I enjoyed this first look at Geary’s adventures, it’s a bit pulpy in the sense that I raced through it extremely fast, but it was satisfying nonetheless (if a little expensive in a dollars-per-hour-of-reading calculation).

Trading in Danger – Elizabeth Moon

Trading In Danger: Vatta's War: Book One

There are two principal ways in which this book (and those that follow, one would presume), is particularly strong.

The first, and more subtle, is the credibility of descriptions of military behaviour and composure under pressure. I hadn’t entirely understood why certain aspects of the heroine’s behaviour seemed so believably military-cadet-like until I learned that Elizabeth Moon has a military background herself.

The second particular strength is the nature of the world that’s being described as a backdrop to the story. With a far-flung empire and obligatory travel time measured in weeks and months rather than days, a kind of rule-by-consensus evolves. The distance and time involved in travelling from one point to another maintains and enhances the importance of shipping and transport while diluting the ability of any central authority to exercise control or to enforce a particular set of rules. Finally, it gives disproportionate power to anyone capable of bridging those distances with either information or matter, and those who have that sort of power have a strong incentive to hang on to their monopoly of it.
__________
=== Actions to take ===
A. What kind of background does the review of Trading in Danger say Elizabeth Moon has?
B. For each statement, say whether it agrees with the review of Trading in Danger. Quote the deciding words.
(i) Travel time in the story's empire is measured in days.
(ii) The reviewer found the heroine's behavior believably like a military cadet's.
(iii) The distances involved weaken a central authority's ability to enforce rules.
C. Translate this sentence from the review of Trading in Danger into Spanish: "The second particular strength is the nature of the world that’s being described as a backdrop to the story."
Answer using only the review of Trading in Danger.
__________
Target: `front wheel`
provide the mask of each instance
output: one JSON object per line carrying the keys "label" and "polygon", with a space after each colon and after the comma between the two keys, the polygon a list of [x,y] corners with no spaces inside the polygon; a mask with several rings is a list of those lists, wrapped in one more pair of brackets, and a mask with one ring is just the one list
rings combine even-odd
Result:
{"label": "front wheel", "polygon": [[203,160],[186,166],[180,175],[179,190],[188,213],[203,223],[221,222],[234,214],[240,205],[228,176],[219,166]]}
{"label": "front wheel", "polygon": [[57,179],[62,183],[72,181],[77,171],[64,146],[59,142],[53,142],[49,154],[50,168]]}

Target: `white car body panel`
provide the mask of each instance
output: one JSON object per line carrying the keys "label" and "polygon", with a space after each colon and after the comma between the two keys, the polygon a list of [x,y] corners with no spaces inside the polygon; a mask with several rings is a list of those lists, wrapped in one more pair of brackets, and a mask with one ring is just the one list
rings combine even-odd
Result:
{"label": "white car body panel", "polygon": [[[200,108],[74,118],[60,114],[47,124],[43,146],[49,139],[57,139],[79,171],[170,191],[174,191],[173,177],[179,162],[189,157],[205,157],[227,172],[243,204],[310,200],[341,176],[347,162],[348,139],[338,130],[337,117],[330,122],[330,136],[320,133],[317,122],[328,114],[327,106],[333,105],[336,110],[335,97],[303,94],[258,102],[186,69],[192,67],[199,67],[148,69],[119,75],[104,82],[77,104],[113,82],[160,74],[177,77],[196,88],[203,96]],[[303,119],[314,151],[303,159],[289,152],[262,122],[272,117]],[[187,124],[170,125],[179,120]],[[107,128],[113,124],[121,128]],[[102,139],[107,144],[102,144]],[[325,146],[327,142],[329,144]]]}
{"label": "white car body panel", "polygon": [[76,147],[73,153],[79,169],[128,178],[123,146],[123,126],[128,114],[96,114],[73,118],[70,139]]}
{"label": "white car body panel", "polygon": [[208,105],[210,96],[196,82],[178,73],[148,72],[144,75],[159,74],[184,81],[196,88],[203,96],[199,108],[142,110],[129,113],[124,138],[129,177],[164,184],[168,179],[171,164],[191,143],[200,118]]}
__________
=== Solutions to the problems ===
A. A military background.

B.
(i) No: "obligatory travel time measured in weeks and months rather than days"
(ii) Yes: "certain aspects of the heroine’s behaviour seemed so believably military-cadet-like"
(iii) Yes: "diluting the ability of any central authority to exercise control or to enforce a particular set of rules"

C. La segunda fortaleza particular es la naturaleza del mundo que se describe como telón de fondo de la historia.